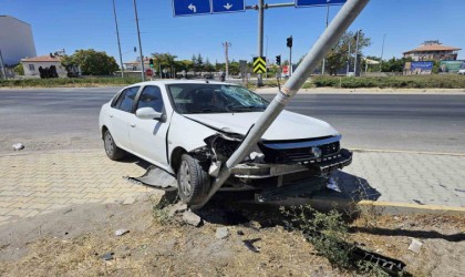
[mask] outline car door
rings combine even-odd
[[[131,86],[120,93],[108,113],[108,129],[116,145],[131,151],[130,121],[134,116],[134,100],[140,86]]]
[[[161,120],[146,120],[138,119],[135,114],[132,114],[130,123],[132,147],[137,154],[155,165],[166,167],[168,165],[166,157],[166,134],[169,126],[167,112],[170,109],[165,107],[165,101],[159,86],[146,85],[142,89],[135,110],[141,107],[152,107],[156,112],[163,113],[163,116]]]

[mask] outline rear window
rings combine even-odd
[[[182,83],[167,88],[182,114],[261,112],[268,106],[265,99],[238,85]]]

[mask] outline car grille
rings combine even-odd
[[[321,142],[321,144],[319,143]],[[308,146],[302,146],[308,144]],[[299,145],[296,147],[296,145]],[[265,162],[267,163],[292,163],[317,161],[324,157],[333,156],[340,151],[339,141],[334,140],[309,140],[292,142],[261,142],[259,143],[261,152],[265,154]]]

★ ★ ★

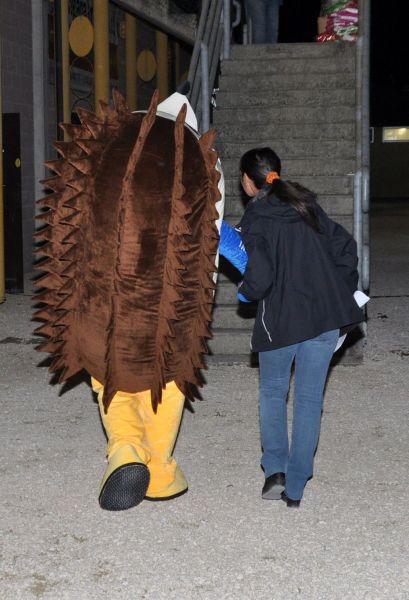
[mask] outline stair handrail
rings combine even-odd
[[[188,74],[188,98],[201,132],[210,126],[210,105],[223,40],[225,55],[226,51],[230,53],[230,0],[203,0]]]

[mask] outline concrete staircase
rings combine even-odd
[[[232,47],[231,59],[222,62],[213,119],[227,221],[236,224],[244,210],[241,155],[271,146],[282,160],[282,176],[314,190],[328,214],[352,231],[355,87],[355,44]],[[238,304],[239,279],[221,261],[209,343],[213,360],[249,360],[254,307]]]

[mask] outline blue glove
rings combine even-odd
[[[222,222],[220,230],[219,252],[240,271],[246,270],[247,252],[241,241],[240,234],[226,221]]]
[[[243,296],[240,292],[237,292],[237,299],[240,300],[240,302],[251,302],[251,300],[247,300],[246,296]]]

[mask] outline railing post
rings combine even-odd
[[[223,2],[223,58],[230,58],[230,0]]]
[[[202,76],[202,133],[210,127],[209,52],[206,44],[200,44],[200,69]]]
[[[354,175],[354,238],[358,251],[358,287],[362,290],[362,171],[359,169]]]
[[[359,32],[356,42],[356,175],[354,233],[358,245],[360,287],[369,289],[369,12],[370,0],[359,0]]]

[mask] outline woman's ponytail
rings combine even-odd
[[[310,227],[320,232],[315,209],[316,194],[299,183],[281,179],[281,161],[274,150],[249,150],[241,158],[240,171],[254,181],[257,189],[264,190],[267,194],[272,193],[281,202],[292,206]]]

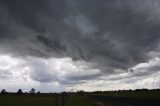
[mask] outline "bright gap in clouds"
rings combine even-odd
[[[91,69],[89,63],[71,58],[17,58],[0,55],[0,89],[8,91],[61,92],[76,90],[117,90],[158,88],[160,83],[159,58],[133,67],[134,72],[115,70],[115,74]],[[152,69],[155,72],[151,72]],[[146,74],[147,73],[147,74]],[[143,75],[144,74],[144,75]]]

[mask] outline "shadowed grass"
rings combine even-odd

★ ★ ★

§ Problem details
Report every line above that contains the word "mask", copying each one in full.

§ Answer
[mask] outline car door
[mask] outline rear window
[mask] outline car grille
[mask] outline stair handrail
[mask] outline concrete staircase
[mask] outline blue glove
[mask] outline railing post
[mask] outline woman's ponytail
[mask] outline "bright gap in clouds"
[mask] outline "shadowed grass"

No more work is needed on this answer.